#### EXERCISE BRIEF
Render the lines below as a Markdown table with the columns No. and Line, giving each line its own numbered row and skipping any blank lines. Omit the pictures from the table.

Extracted data entries
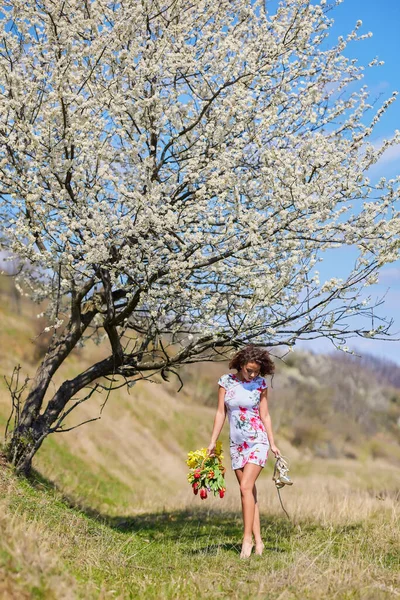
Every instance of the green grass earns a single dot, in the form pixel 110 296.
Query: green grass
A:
pixel 194 553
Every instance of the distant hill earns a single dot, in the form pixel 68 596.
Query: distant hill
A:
pixel 329 406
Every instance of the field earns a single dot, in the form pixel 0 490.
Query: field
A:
pixel 108 512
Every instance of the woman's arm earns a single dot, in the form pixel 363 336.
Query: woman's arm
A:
pixel 219 420
pixel 266 419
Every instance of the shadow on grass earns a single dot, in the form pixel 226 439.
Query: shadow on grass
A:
pixel 181 526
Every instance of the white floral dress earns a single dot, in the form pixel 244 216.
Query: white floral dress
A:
pixel 248 438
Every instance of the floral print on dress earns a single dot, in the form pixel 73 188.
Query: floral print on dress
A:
pixel 248 438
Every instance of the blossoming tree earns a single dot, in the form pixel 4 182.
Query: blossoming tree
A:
pixel 170 174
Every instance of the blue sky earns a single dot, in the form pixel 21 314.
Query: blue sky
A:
pixel 383 20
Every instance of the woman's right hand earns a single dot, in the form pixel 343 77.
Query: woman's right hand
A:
pixel 211 449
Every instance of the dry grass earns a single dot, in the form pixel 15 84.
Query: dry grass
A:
pixel 111 514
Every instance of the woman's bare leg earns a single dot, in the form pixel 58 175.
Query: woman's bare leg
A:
pixel 251 516
pixel 256 522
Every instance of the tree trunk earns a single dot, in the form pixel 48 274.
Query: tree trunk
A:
pixel 30 433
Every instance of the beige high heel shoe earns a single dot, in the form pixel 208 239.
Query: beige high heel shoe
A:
pixel 247 548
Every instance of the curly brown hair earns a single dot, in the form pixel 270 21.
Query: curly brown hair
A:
pixel 253 354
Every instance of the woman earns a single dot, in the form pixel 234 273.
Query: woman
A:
pixel 244 398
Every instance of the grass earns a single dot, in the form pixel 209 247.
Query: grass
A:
pixel 66 550
pixel 108 512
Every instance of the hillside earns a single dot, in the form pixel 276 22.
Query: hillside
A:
pixel 109 513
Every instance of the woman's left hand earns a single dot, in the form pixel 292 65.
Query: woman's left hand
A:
pixel 275 450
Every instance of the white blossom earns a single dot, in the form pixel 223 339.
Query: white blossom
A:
pixel 196 159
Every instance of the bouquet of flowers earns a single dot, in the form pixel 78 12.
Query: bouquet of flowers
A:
pixel 206 472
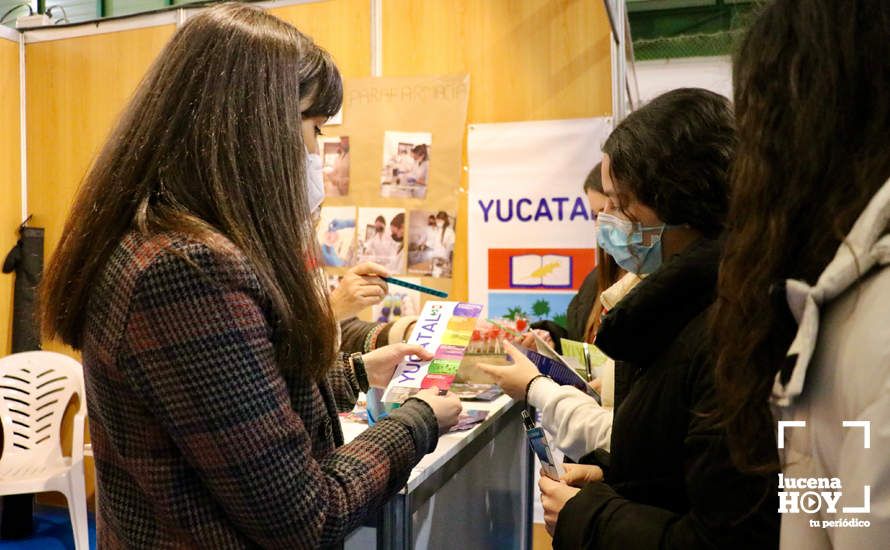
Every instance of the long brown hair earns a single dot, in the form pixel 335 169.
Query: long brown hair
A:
pixel 811 86
pixel 211 143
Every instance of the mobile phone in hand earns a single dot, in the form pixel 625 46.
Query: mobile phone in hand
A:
pixel 538 441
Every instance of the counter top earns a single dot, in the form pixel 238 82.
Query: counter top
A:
pixel 450 445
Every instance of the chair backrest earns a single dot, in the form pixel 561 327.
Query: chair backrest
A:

#### CORRECT RESULT
| No. | Line |
|---|---|
| 1 | Every instance of the green grass earns a single dot, in the form pixel 110 296. |
| 2 | Query: green grass |
| 3 | A: |
| 4 | pixel 194 553 |
| 5 | Every instance of the distant hill earns a single dot, in the form pixel 68 596. |
| 6 | Query: distant hill |
| 7 | A: |
| 8 | pixel 329 406 |
| 9 | Every instance of the field earns a single dot, in the form pixel 0 490. |
| 10 | Query: field |
| 11 | A: |
| 12 | pixel 108 512 |
| 13 | Every instance of the woman's arm earns a single dot, in the form pixel 363 336. |
| 14 | Query: woman's arm |
| 15 | A: |
| 16 | pixel 219 420 |
| 17 | pixel 266 419 |
| 18 | Every instance of the shadow on grass earns a single dot, in the form pixel 226 439. |
| 19 | Query: shadow on grass |
| 20 | A: |
| 21 | pixel 181 526 |
| 22 | Every instance of the white floral dress earns a single dot, in the form pixel 244 216. |
| 23 | Query: white floral dress |
| 24 | A: |
| 25 | pixel 248 438 |
| 26 | Every instance of the floral print on dress earns a single dot, in the form pixel 73 188. |
| 27 | Query: floral print on dress |
| 28 | A: |
| 29 | pixel 248 438 |
| 30 | Every instance of the blossoming tree earns a single dot, in the form pixel 4 182. |
| 31 | Query: blossoming tree |
| 32 | A: |
| 33 | pixel 170 174 |
| 34 | Every instance of the blue sky earns a single dot, in the form pixel 21 314. |
| 35 | Query: blue sky |
| 36 | A: |
| 37 | pixel 383 20 |
| 38 | Every instance of the woman's right hand earns a single dot, in the form pixel 343 77. |
| 39 | Query: woman's right hand |
| 40 | A: |
| 41 | pixel 211 449 |
| 42 | Every instance of the dry grass earns a single dot, in the form pixel 15 84. |
| 43 | Query: dry grass |
| 44 | A: |
| 45 | pixel 111 514 |
| 46 | Every instance of the woman's bare leg earns a single dot, in the form pixel 58 175. |
| 47 | Query: woman's bare leg |
| 48 | A: |
| 49 | pixel 251 516 |
| 50 | pixel 256 522 |
| 51 | Every instance of the tree trunk earns a single dot, in the form pixel 48 274. |
| 52 | Query: tree trunk |
| 53 | A: |
| 54 | pixel 30 433 |
| 55 | Every instance of the beige high heel shoe earns a single dot, in the form pixel 208 239. |
| 56 | Query: beige high heel shoe |
| 57 | A: |
| 58 | pixel 247 548 |
| 59 | Every instance of the curly brown hair earns a single dot, in the form pixel 270 21. |
| 60 | Query: curly brown hair |
| 61 | A: |
| 62 | pixel 253 354 |
| 63 | Every instance of the woman earns a single dot, in the form pixel 234 273. |
| 64 | Query: woman |
| 65 | A: |
| 66 | pixel 244 398 |
| 67 | Every instance of the grass earns a single dot, in the form pixel 209 247. |
| 68 | Query: grass |
| 69 | A: |
| 70 | pixel 66 550 |
| 71 | pixel 108 512 |
| 72 | Every instance of the hillside earns a single dot, in the form pixel 276 22. |
| 73 | Query: hillside |
| 74 | A: |
| 75 | pixel 109 513 |
| 76 | Every instance of the woman's left hand earns a single dot, in the form pixel 292 65. |
| 77 | Query: woman's left hand |
| 78 | A: |
| 79 | pixel 275 450 |
| 80 | Every instance of the white blossom earns a single dot, in the form pixel 223 339. |
| 81 | Query: white blossom |
| 82 | A: |
| 83 | pixel 196 159 |
| 84 | Every instance of the bouquet of flowers earns a single dot, in the form pixel 78 12. |
| 85 | Query: bouquet of flowers |
| 86 | A: |
| 87 | pixel 206 472 |
| 88 | Every instance of the long brown hair earns a single dot, in the form pixel 335 169. |
| 89 | Query: long brown hair |
| 90 | A: |
| 91 | pixel 811 86 |
| 92 | pixel 211 143 |
| 93 | Every instance of the mobile phone in hand earns a single dot, in the form pixel 625 46. |
| 94 | Query: mobile phone in hand |
| 95 | A: |
| 96 | pixel 538 441 |
| 97 | Every instance of the counter top earns a single dot, in the form pixel 238 82. |
| 98 | Query: counter top |
| 99 | A: |
| 100 | pixel 450 445 |
| 101 | Every instance of the chair backrest earns a single dot, in the form pixel 561 327. |
| 102 | Query: chair backrest |
| 103 | A: |